* Textauszug:
=======

Schlaflos im BezirkArtistin

Die Serie «Time Lapse» von Xan Padrón zeigt Menschen in aller Welt – unter anderem in Brooklyn. Martin Rausch (unten rechts) vor seiner Schaufenstergalerie in der Leopoldstadt (Foto: © Carolina Frank)

Die Wiener Leopoldstadt ist offiziell mit dem New Yorker Brooklyn verbandelt. Das Kulturprojekt No Sleep Till Leopoldstadt will mehr aus dieser Verbindung machen – aber von unten.

Menschen, die an einer Mauer ­vorbeigehen. Sie schauen nicht in die Kamera, gehen ihres Wegs. Haben Kopfhörer auf, einen Hund an der Leine, wirken nachdenklich oder dynamisch. Lange Haare, kurze Haare, Kapperl, Kopftuch. Alle sehen verschieden aus, dennoch wirken sie verbunden. Menschen in ­einer Stadt.

=======

Einige Datensätze
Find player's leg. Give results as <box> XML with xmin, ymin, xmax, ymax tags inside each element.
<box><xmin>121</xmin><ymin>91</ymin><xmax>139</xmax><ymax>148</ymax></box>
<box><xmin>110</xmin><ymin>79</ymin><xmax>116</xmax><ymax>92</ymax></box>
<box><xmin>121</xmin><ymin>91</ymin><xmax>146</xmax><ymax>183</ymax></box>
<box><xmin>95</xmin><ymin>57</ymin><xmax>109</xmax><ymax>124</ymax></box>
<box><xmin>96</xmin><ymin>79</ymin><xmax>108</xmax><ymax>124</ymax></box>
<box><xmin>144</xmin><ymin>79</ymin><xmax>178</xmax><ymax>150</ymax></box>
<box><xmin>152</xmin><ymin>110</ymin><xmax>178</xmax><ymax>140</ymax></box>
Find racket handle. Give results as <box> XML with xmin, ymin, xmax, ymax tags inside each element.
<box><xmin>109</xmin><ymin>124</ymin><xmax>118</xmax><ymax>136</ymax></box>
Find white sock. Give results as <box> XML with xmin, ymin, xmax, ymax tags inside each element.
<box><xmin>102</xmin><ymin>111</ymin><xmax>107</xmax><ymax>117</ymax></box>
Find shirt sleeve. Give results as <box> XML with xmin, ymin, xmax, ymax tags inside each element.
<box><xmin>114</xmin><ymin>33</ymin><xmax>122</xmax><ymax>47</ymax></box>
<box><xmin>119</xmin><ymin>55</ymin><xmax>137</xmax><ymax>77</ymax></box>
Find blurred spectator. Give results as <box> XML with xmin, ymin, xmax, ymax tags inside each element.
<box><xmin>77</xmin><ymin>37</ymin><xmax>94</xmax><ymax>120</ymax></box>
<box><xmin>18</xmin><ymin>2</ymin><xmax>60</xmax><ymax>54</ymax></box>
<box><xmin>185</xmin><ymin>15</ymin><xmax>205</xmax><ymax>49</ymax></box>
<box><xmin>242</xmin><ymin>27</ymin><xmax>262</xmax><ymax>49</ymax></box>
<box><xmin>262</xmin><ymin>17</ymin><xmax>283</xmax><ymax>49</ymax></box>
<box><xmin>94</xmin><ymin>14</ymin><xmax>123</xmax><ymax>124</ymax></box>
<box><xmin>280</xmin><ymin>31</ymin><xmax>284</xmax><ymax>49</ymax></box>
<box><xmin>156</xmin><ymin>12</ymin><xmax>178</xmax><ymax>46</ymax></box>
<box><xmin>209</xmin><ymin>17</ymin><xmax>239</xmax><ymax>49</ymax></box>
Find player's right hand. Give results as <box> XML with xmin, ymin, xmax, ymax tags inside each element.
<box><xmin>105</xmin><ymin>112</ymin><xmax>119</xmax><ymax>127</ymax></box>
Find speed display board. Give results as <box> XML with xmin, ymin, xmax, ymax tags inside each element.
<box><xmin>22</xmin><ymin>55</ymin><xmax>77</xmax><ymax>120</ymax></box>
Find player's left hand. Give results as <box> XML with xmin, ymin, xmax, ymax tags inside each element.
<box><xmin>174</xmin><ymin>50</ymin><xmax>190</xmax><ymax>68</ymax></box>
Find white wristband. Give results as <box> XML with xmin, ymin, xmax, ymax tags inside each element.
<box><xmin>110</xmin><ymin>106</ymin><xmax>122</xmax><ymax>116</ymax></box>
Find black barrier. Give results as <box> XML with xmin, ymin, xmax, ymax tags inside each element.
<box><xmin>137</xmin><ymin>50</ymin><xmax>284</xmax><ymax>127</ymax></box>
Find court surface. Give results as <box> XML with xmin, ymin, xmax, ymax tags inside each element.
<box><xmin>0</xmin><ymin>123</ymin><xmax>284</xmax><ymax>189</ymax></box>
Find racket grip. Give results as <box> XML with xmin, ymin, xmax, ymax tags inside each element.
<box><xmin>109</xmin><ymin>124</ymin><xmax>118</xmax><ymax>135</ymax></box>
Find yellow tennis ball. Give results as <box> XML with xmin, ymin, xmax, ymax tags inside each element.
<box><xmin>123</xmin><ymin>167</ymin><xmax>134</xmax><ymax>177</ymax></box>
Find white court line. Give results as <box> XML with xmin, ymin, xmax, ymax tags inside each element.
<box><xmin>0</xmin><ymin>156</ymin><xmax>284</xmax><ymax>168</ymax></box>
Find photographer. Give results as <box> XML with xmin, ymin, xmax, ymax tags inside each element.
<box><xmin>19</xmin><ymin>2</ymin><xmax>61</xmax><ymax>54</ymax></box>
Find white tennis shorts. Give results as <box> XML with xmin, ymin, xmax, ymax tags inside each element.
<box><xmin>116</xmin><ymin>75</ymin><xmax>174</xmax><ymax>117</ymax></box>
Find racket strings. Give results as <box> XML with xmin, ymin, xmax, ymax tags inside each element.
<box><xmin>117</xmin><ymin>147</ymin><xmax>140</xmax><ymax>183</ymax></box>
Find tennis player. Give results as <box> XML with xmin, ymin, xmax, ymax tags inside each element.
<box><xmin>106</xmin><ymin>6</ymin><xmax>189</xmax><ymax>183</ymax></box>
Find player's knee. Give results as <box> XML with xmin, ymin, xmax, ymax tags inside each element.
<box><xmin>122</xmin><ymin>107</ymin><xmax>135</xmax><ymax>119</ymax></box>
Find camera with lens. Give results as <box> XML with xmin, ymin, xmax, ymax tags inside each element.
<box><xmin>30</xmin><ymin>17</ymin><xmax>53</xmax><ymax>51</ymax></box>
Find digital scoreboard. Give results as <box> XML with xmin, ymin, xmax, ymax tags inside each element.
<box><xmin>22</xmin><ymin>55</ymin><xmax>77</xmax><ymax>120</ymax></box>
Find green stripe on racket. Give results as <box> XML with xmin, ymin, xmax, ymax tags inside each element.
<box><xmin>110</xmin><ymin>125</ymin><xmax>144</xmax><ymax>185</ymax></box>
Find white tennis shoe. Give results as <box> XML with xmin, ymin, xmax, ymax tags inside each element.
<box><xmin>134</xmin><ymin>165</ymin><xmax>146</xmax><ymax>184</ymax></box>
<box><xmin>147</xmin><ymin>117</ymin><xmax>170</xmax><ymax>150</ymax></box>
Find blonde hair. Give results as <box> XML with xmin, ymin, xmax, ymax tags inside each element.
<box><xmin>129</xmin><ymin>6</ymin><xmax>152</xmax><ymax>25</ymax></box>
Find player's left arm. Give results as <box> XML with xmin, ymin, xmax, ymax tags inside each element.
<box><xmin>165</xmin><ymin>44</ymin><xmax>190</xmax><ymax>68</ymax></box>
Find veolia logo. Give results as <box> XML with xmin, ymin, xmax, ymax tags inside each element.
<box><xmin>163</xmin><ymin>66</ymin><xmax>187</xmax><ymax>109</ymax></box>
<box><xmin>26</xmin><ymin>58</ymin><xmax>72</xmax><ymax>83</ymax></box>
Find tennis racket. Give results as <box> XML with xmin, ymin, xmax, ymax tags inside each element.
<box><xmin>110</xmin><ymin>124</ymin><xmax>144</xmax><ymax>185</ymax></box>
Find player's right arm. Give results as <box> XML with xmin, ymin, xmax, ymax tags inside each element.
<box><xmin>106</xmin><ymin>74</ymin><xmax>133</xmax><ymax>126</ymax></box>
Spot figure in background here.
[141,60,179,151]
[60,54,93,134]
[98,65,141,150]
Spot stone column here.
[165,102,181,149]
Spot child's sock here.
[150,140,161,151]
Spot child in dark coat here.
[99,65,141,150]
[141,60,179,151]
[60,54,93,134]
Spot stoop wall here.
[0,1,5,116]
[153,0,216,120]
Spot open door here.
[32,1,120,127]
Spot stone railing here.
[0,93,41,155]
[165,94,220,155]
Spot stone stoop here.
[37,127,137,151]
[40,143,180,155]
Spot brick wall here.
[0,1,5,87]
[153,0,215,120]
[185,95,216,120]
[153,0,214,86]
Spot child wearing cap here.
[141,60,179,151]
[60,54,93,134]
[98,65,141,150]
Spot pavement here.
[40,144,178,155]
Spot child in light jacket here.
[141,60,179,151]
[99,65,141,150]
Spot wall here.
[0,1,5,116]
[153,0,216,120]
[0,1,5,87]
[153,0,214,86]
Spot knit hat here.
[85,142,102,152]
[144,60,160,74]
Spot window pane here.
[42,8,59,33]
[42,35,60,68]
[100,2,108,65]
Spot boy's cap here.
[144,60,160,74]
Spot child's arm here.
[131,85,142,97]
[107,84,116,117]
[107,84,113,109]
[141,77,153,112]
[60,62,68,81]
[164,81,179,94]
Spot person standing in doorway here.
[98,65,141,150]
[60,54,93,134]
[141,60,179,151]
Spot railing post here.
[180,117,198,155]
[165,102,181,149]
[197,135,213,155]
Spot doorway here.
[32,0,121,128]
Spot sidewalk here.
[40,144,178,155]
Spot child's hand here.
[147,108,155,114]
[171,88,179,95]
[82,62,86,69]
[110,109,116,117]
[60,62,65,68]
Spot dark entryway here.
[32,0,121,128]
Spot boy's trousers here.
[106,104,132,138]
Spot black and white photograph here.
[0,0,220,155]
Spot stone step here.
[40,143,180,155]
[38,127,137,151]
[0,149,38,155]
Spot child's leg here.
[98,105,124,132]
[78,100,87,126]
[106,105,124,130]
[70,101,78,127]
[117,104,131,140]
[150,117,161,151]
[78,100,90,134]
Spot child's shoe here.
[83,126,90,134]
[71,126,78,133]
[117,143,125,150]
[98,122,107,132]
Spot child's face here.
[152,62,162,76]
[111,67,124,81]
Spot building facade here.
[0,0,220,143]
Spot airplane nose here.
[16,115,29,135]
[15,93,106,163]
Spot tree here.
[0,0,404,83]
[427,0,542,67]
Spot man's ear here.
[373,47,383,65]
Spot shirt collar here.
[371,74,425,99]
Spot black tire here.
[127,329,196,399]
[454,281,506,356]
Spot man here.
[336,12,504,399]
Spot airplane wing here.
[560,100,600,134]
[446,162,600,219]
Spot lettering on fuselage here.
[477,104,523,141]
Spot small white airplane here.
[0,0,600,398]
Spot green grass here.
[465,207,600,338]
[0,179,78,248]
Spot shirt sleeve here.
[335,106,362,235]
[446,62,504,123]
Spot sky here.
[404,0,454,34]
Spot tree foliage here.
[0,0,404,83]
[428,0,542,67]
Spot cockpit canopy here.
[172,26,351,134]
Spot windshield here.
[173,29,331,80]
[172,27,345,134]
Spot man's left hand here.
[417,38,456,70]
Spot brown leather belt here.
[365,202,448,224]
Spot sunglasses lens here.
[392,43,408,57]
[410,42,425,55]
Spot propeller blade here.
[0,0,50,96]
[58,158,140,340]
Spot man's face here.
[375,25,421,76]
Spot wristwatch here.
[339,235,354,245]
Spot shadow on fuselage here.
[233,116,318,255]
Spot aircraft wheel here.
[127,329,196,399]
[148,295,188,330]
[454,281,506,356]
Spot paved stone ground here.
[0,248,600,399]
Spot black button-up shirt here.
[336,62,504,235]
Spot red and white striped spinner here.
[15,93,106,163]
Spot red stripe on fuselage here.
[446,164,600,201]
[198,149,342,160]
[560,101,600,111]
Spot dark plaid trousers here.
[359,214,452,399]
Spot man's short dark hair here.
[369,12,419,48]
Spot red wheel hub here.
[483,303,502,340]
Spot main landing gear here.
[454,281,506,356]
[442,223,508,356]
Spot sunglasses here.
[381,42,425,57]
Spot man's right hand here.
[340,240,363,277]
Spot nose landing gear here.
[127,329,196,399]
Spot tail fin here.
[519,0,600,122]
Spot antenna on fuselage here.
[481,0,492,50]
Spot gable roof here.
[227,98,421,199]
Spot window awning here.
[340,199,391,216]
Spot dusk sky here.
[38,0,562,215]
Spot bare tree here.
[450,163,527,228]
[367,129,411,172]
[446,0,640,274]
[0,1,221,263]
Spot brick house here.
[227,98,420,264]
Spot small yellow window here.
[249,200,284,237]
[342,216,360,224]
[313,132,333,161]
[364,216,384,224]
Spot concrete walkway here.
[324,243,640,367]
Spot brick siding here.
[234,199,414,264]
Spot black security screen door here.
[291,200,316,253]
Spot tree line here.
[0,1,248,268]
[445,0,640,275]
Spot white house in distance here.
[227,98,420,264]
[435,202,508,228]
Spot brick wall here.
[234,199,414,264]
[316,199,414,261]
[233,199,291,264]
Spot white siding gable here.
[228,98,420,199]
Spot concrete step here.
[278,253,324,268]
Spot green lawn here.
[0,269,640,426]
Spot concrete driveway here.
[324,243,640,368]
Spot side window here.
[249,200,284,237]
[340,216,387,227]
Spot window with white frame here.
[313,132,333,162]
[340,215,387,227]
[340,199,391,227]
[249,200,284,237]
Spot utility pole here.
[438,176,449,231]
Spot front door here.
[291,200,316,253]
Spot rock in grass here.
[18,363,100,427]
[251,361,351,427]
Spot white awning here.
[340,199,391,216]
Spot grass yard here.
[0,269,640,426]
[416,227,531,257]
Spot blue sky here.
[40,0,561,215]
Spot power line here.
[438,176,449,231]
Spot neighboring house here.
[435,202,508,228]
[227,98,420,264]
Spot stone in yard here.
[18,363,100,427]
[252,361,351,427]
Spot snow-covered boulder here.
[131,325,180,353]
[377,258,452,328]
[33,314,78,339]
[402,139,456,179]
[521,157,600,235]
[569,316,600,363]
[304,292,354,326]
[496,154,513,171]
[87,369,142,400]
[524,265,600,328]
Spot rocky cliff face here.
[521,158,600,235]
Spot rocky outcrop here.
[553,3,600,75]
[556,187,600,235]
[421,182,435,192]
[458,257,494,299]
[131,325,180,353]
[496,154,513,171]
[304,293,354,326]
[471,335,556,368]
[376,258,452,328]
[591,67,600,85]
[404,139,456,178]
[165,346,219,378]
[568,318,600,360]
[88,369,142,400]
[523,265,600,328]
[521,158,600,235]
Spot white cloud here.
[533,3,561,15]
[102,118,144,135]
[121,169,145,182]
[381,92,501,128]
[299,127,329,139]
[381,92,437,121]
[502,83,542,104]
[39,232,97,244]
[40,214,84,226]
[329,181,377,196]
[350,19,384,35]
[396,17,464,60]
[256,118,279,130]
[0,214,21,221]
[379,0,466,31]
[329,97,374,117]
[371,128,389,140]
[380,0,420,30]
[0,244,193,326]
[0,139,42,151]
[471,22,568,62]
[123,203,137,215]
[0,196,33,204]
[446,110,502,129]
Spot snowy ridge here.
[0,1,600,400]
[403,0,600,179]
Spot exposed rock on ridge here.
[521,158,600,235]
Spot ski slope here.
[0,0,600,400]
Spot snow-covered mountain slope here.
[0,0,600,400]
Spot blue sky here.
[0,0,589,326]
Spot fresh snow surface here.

=======

* Anweisungen:
#1 Gib den Text über das Kulturprojekt in der Leopoldstadt von „Schlaflos im BezirkArtistin“ bis einschließlich „(Foto: © Carolina Frank)“ Wort für Wort wieder.
#2 Tausche in den Datensätzen von der Zeile mit „Spot small white airplane here.“ bis einschließlich der Zeile mit „[417,38,456,70]“ „windshield“ gegen „front window“ aus. Gib nur diese Zeilen wieder, alles andere bleibt gleich.
Der Text und die Datensätze haben nichts miteinander zu tun.

* Ergebnisse je Aufgabe:
#1
Schlaflos im BezirkArtistin

Die Serie «Time Lapse» von Xan Padrón zeigt Menschen in aller Welt – unter anderem in Brooklyn. Martin Rausch (unten rechts) vor seiner Schaufenstergalerie in der Leopoldstadt (Foto: © Carolina Frank)

#2
Spot small white airplane here.
[0,0,600,398]
Spot green grass here.
[465,207,600,338]
[0,179,78,248]
Spot shirt sleeve here.
[335,106,362,235]
[446,62,504,123]
Spot sky here.
[404,0,454,34]
Spot tree foliage here.
[0,0,404,83]
[428,0,542,67]
Spot cockpit canopy here.
[172,26,351,134]
Spot front window here.
[173,29,331,80]
[172,27,345,134]
Spot man's left hand here.
[417,38,456,70]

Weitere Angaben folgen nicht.